Image-grounded pointing data
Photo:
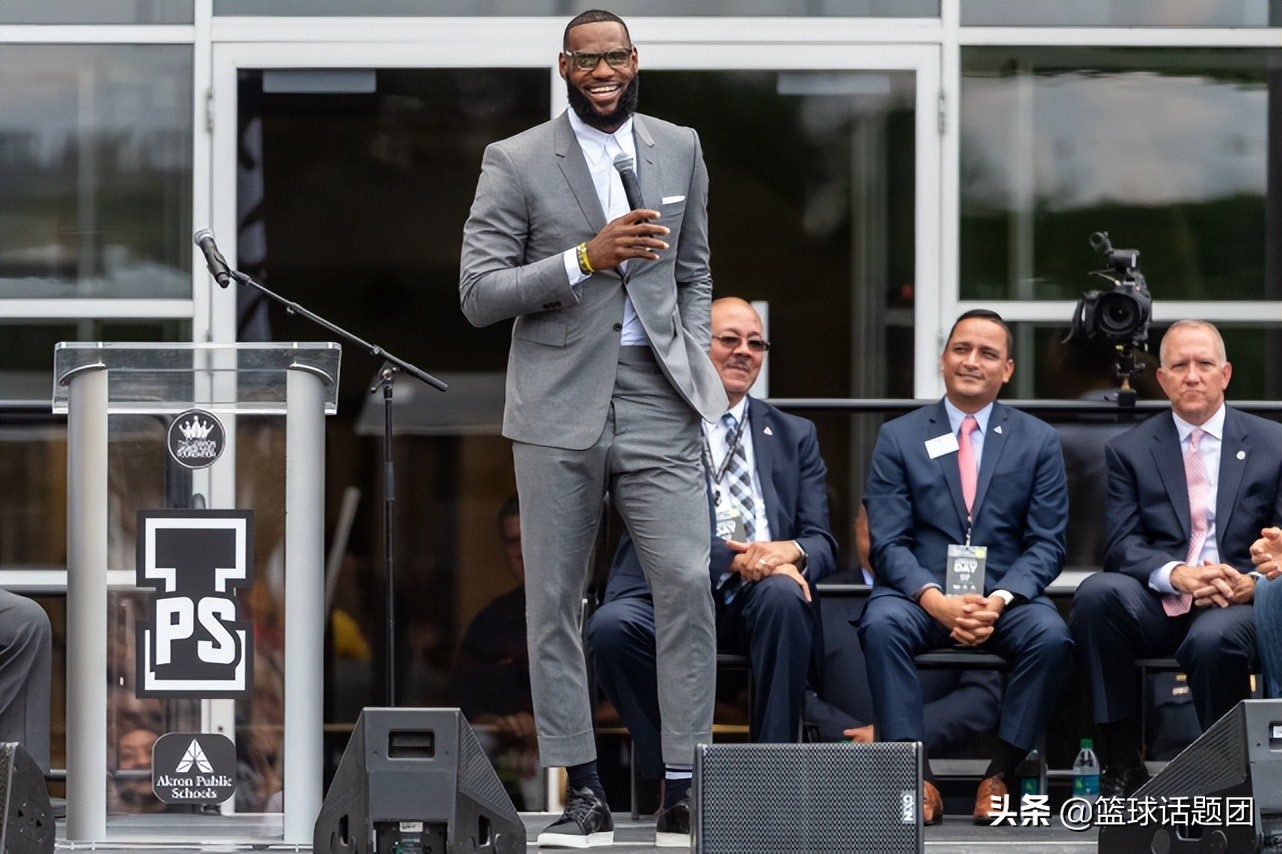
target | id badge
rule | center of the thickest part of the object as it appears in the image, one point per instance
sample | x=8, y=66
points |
x=730, y=525
x=965, y=569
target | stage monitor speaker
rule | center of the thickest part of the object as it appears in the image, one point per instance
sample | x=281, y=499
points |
x=26, y=814
x=808, y=798
x=1240, y=758
x=416, y=780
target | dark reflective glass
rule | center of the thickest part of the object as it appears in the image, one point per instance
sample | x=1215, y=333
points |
x=1167, y=150
x=95, y=171
x=1121, y=13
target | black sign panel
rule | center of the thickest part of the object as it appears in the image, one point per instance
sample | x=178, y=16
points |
x=194, y=768
x=195, y=645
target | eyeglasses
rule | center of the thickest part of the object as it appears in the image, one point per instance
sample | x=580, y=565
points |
x=732, y=341
x=589, y=59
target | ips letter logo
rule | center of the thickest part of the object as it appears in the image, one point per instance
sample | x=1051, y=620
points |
x=195, y=645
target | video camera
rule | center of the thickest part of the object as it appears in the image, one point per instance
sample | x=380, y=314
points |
x=1123, y=314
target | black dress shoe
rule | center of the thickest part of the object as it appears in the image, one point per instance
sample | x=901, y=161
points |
x=585, y=823
x=672, y=830
x=1122, y=782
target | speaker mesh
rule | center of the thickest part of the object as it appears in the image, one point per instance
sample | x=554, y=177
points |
x=1214, y=762
x=813, y=798
x=476, y=773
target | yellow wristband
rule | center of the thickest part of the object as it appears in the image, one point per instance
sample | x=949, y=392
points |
x=583, y=264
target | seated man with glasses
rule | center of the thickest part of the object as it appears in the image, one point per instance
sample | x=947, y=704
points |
x=772, y=541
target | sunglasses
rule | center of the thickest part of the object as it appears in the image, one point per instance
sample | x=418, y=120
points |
x=589, y=59
x=732, y=341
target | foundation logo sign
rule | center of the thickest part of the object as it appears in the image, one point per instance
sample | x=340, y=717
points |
x=194, y=768
x=195, y=644
x=196, y=439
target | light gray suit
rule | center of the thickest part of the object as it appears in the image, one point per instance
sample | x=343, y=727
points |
x=26, y=667
x=590, y=417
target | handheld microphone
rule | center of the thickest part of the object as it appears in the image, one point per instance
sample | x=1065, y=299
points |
x=631, y=186
x=214, y=260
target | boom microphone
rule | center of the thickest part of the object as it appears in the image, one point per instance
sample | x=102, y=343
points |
x=214, y=260
x=631, y=186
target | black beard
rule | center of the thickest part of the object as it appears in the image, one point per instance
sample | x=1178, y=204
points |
x=626, y=107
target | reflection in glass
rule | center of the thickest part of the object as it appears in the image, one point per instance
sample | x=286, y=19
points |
x=101, y=12
x=1121, y=13
x=1167, y=150
x=812, y=209
x=95, y=171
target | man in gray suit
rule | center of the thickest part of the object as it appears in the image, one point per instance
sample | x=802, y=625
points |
x=608, y=380
x=26, y=664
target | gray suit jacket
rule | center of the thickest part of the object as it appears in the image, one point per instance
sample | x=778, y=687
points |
x=535, y=200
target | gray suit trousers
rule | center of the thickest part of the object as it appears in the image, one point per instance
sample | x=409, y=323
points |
x=648, y=459
x=26, y=662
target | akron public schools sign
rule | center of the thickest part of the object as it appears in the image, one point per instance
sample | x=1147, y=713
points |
x=194, y=768
x=195, y=645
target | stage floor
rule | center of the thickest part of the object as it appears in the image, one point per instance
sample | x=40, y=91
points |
x=208, y=834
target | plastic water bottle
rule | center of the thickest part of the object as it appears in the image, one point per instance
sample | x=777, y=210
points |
x=1086, y=772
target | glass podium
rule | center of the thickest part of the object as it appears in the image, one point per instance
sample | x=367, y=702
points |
x=142, y=425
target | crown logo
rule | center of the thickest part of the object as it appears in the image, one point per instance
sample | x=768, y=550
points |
x=195, y=430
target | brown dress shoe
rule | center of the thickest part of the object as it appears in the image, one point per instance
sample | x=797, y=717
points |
x=932, y=805
x=990, y=787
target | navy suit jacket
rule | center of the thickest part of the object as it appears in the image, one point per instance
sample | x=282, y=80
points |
x=792, y=477
x=1148, y=502
x=915, y=509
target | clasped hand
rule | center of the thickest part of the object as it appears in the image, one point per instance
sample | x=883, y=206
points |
x=969, y=618
x=1213, y=584
x=630, y=236
x=1267, y=553
x=754, y=560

Instructions to follow
Set down every entry above verbatim, without pictures.

Task solution
Photo:
target | id badge
rule | center of the thickest part of the object as it appears in the image, one point per instance
sample | x=8, y=66
points |
x=730, y=525
x=965, y=569
target | stage monitor speaker
rule | center of the thickest part of the object as it appears in the image, one point per instance
sample | x=281, y=499
points |
x=26, y=814
x=808, y=798
x=1240, y=758
x=416, y=780
target | dark reflective glass
rule | center of the thickest part of the object as it appears in the image, one point per instance
sample | x=1215, y=333
points |
x=1167, y=150
x=95, y=171
x=1121, y=13
target | black sign panel
rule | center of the thickest part of the object as it appears in the image, one point per instance
sample | x=178, y=16
points |
x=194, y=768
x=195, y=645
target | eyeglasses
rule | center of the thickest part of the object as it appears in the image, one point per instance
sample | x=580, y=565
points |
x=732, y=341
x=589, y=59
target | ips letter logo
rule | center of the thickest part of the object as it appears in the image, one point per instance
sample | x=1051, y=620
points |
x=195, y=645
target | video camera
rule | center of the thickest part of the object as it appears in the image, one point per instance
sample | x=380, y=314
points |
x=1123, y=314
target | black dress shoe
rule | center of the thickest part of the object as it appears in the image, one point per instance
sample | x=901, y=161
points |
x=585, y=823
x=672, y=830
x=1122, y=782
target | speaker mesh
rule | center of the thickest part of the object as it appears in the image, one point per instance
sample | x=554, y=177
points |
x=1214, y=762
x=813, y=798
x=476, y=773
target | yellow wristband
rule | center of the thickest part of the object as it appears in the image, one point per instance
sample | x=949, y=392
points |
x=583, y=264
target | seated man with glasses
rule | center of the thickest part of the object as it appears in the image, one point per instance
sample | x=947, y=704
points |
x=772, y=541
target | sunglasses
rule | center of the thickest part of the object as it appears in the image, one point per instance
sample | x=418, y=120
points |
x=589, y=59
x=732, y=341
target | foundation logo sign
rule | center of the thickest part of the object as it appears in the image, one point per instance
sample | x=340, y=717
points |
x=194, y=768
x=195, y=644
x=196, y=439
target | light gray suit
rule | center of the thickest part of the object as it appears in the image, one point per instance
sample | x=343, y=727
points |
x=26, y=667
x=590, y=417
target | handheld microphone
rule | center of the thickest part of the object as it appears in the image, one point per instance
sample | x=1065, y=299
points |
x=631, y=186
x=214, y=260
target | boom microphone
rule | center of the thickest part of the object as it appears in the image, one point per instance
sample | x=102, y=343
points |
x=214, y=260
x=631, y=186
target | black beard
rule | center of the thickest part of the object as it appears in the image, one point per instance
sample | x=1178, y=204
points |
x=626, y=107
target | reflection in glass
rule | center of the thickest part of the object as it appears in the image, one point per instance
sample | x=286, y=19
points |
x=101, y=12
x=1121, y=13
x=1167, y=150
x=812, y=209
x=95, y=171
target | man in gray suit
rule | center of the thickest part of the object as it appears in the image, one point per instance
sample | x=802, y=625
points |
x=608, y=380
x=26, y=664
target | gray suit jacket
rule | center of the thickest part of the object as it appears in the image, one point per instance
sample | x=778, y=687
points |
x=535, y=200
target | gray suit trousers
rule | center of the thickest part of the object as it appears in the image, one point per instance
sample | x=409, y=323
points |
x=648, y=459
x=26, y=662
target | akron public schools sign
rule | center of the thickest part of the object as it appears in the image, one point per instance
sample | x=1147, y=713
points |
x=194, y=768
x=195, y=645
target | stage floor
rule | center of the thickest part of the object as it appears in the image, one point per instance
sample | x=40, y=91
points |
x=208, y=834
target | plastic water bottle
rule | center of the thickest part of the object as it appears in the image, one point per instance
sample | x=777, y=210
points |
x=1086, y=772
target | glass podium
rule | center of the thickest part of the object as it appears in the image, one point per instance
sample | x=367, y=702
points |
x=142, y=425
target | crown logo
rule | center of the thickest part of the object as it appears in the image, one point per instance
sample | x=768, y=550
points |
x=195, y=430
target | brown dress shoe
rule | center of the thickest part of the object as it appears in the image, one point per instance
sample | x=797, y=717
points |
x=932, y=805
x=990, y=787
target | navy suit jacket
rule | center of the thickest part of the object as it appears in the image, one point per instance
sample | x=282, y=80
points |
x=792, y=477
x=1148, y=502
x=915, y=509
target | clasped hand
rule | center of the thickest part of the object as it appears in the image, one point per instance
sample | x=883, y=206
points |
x=969, y=618
x=1213, y=584
x=630, y=236
x=1267, y=553
x=754, y=560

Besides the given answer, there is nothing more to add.